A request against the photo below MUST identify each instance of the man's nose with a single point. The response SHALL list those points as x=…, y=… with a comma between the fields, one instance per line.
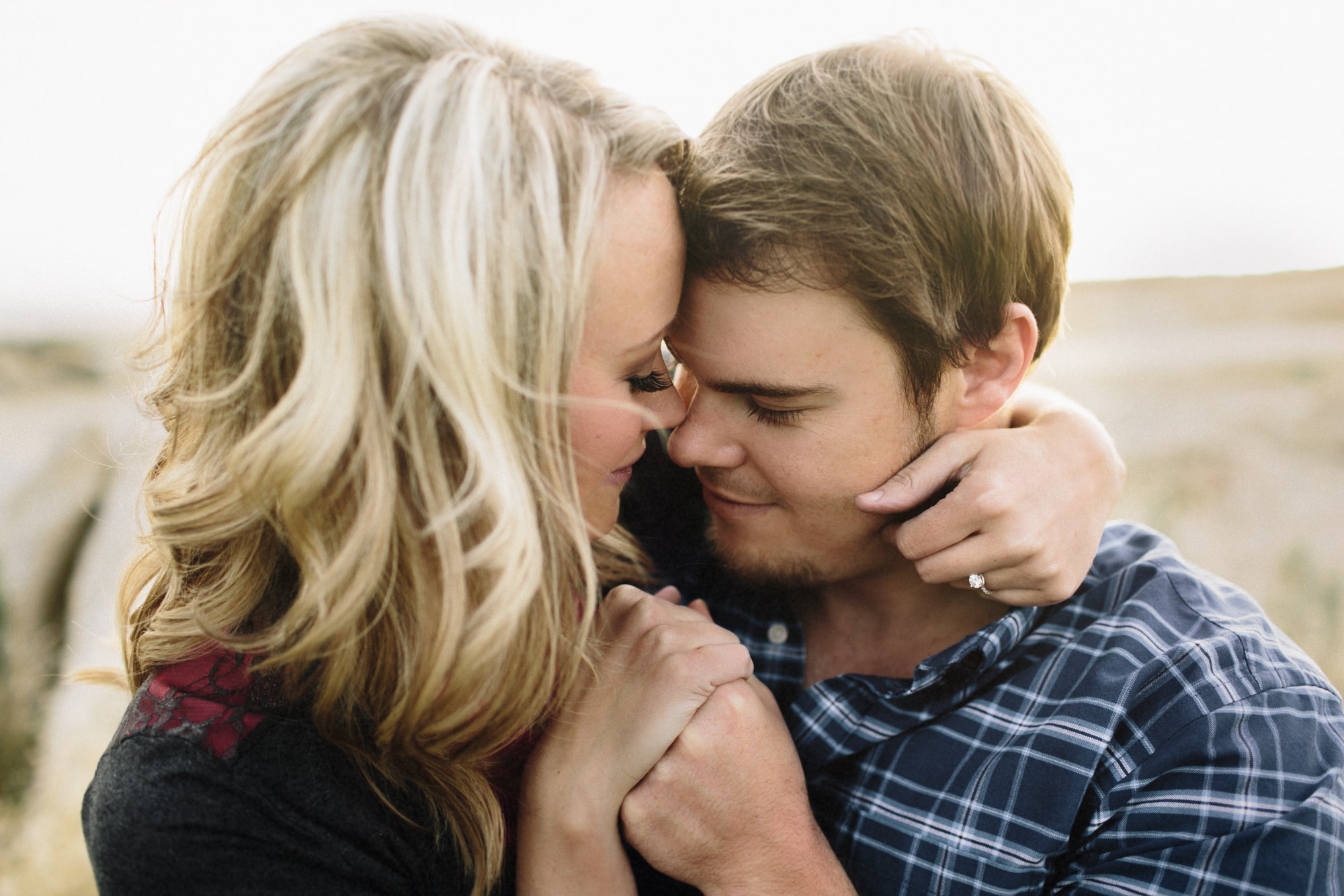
x=702, y=439
x=667, y=409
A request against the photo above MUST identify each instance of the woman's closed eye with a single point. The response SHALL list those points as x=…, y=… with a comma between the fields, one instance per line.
x=651, y=382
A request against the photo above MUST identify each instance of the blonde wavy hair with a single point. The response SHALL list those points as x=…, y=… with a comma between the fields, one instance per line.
x=374, y=303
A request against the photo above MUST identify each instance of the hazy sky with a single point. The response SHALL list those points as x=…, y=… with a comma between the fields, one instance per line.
x=1202, y=138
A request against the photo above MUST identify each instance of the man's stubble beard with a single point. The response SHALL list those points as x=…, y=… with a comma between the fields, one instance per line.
x=759, y=570
x=764, y=573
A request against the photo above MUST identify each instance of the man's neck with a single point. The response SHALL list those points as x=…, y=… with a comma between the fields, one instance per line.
x=886, y=624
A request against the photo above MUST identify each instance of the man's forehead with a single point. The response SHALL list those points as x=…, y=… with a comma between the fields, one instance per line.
x=740, y=323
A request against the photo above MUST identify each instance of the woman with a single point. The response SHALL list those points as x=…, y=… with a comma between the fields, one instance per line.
x=413, y=350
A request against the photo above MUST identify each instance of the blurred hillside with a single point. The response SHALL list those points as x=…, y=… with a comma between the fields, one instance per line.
x=1225, y=396
x=1226, y=400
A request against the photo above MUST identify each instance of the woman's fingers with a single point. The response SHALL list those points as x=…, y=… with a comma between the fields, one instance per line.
x=669, y=593
x=946, y=461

Goal of the exercise: I'd like the material repeated word for word, without the pictures it holds.

Response area:
A request against the photo below MUST identify each instance of the man's nose with a single point. The response SHALL list those points as x=…, y=… with a comma between the fields, one instance per line.
x=702, y=439
x=667, y=409
A request against the photo above MUST identify each instance of the woman's closed eye with a single point. The response SHALL list those points as x=…, y=… with a comma between the fields, one instance per line.
x=651, y=382
A request against the photo above MUST identify each instance of the blonde wavy hair with a single point. The response SHALL list those points as x=…, y=… with a comma between the fields, one instance per line.
x=374, y=303
A request against the photo above MUST identify each instance of the hazy sky with a single point. The response SHALL list those points as x=…, y=… with a comma between the fields, one instance per line.
x=1202, y=138
A request against the photo above MUST identify each instance of the man's stubble beard with a single point. The response SHALL list those points as x=…, y=… with a comma between the fields, one instance per line.
x=759, y=570
x=764, y=573
A request against the photo above MUST identify each instance of the man's neck with a single point. The response SHALL list those points as x=…, y=… with a comma between the fields, one instance per line.
x=886, y=624
A request against the photo above MUST identify each instance of the man's forehead with a single point. The response SHALL list those points as x=…, y=… with a comma between the fields, one instance per line.
x=740, y=323
A request against the photo above MUST identify each instance of the woman with a single point. The response SHALL list those points as x=…, y=… with a comma between the fields, one instance per line.
x=413, y=350
A request against the photo above MUST identify each instance of the blurred hillside with a single point. The response SHALL list those points as x=…, y=… with a comma between the fields, one instance per line.
x=1225, y=396
x=1226, y=400
A request against the photo above MUST identify each instance of the woman's fingers with a single point. The response SHALL list those points as x=…, y=… with a comma between the fields, one instance per line.
x=669, y=593
x=946, y=461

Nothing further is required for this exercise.